Dans le village, il y a du changement. La commune a perdu 15 % de sa population, beaucoup d'hommes sont morts au combat. Certaines familles ont payé un lourd tribu à la guerre, plusieurs hommes de la famille y étant décédés. C'est le cas des familles Léger, Lefort, Rocher, Bardy. Les veuves perçoivent une pension de guerre mais elle ne permet pas à la famille de vivre, elles sont dans l'obligation de travailler.

 

Les élections municipales de 1916, annulées à cause de la guerre, ont lieu les 30 novembre et 7 décembre 1919. C'est la liste de la SFIO (parti socialiste) qui remporte l'élection et le maire de Saint Amand Magnazeix est désormais Jean-Baptiste Nicoulaud de Montcocu, âgé de 37 ans, il restera en place pendant plus de vingt ans. La commune va désormais être gérée sur le long terme par des élus adhérents ou proches de la S.F.I.O.

• _DONNÉES DISPONIBLES_:
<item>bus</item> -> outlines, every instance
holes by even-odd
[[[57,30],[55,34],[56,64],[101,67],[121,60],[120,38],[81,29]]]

• _CONSIGNE 1_: Réécrivez sous forme de liste le paragraphe de l'extrait qui commence par « Les élections municipales de 1916 », en gardant ses faits principaux.
• _CONSIGNE 2_:
Répondez brièvement à ces questions sur l'extrait :
(a) Quelle part de sa population la commune a-t-elle perdue ?
(b) À quelles dates se tiennent les élections municipales ?
(c) Quel âge a le nouveau maire ?

• _RÉPONSE 1_:
- Les élections municipales de 1916 sont annulées à cause de la guerre.
- Elles ont finalement lieu les 30 novembre et 7 décembre 1919.
- La liste de la SFIO (parti socialiste) remporte l'élection.
- Jean-Baptiste Nicoulaud de Montcocu, 37 ans, devient maire de Saint Amand Magnazeix et le reste pendant plus de vingt ans.
- La commune est ensuite gérée sur le long terme par des élus adhérents ou proches de la S.F.I.O.

• _RÉPONSE 2_:
(a) 15 %.
(b) Les 30 novembre et 7 décembre 1919.
(c) 37 ans.